*** Opening Records to use ***

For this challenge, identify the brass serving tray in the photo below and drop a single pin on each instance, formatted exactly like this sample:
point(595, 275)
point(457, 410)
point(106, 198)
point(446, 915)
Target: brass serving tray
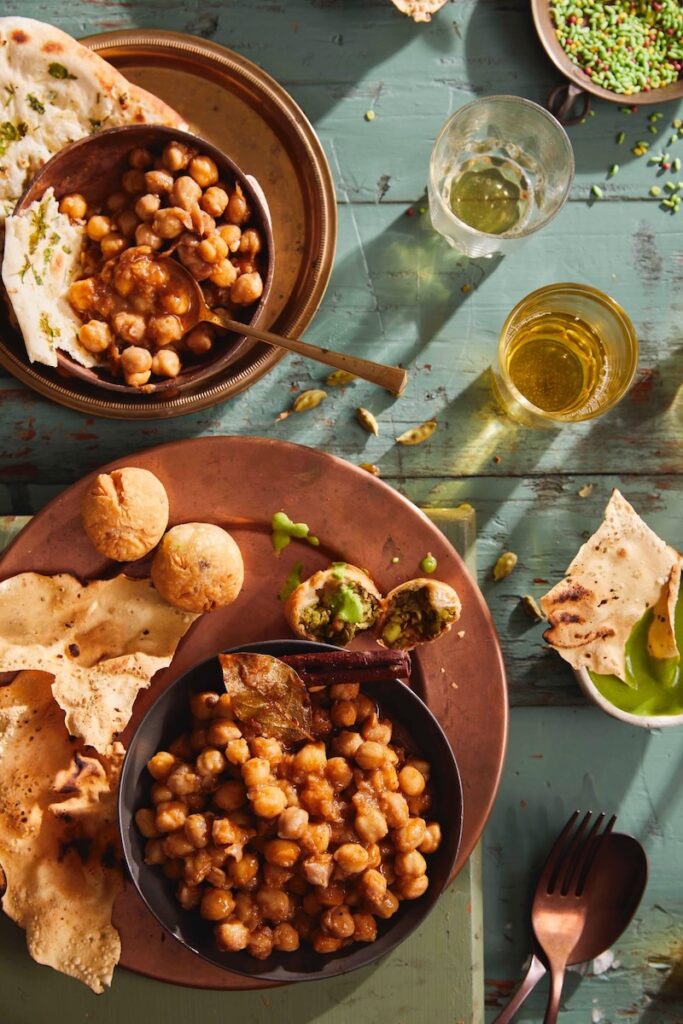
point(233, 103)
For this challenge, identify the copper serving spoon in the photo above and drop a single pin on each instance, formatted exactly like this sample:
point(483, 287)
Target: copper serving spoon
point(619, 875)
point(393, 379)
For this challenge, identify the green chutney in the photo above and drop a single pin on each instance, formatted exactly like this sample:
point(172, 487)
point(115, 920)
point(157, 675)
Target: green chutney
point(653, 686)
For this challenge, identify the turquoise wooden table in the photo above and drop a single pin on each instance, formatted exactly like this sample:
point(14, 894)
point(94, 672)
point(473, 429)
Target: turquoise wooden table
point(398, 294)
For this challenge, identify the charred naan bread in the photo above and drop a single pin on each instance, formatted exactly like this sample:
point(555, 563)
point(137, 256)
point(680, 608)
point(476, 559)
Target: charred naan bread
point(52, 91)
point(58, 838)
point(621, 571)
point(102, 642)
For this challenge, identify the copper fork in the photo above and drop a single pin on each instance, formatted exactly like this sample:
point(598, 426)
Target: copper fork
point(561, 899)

*** Closing Records to use ***
*** Opening Records to use ***

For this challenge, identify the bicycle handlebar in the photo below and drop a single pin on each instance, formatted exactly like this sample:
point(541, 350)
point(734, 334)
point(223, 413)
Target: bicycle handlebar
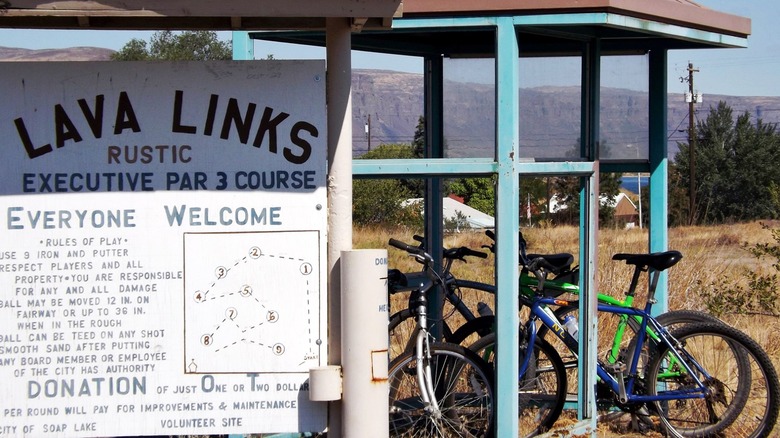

*** Closing Records to use ***
*** Opening Records to use ***

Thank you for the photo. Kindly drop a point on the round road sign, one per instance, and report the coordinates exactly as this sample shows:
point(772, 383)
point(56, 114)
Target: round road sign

*** Closing Records to use ***

Every line in the records above with the string "below" in it should be shown.

For this challenge, identify the brass serving tray in the photo below and drop a single pin on each instance, formatted exactly like this sample:
For this challenge, identify the bicycle handlebar in the photo below and drop a single pin on each instance, formatted exactly like this sample:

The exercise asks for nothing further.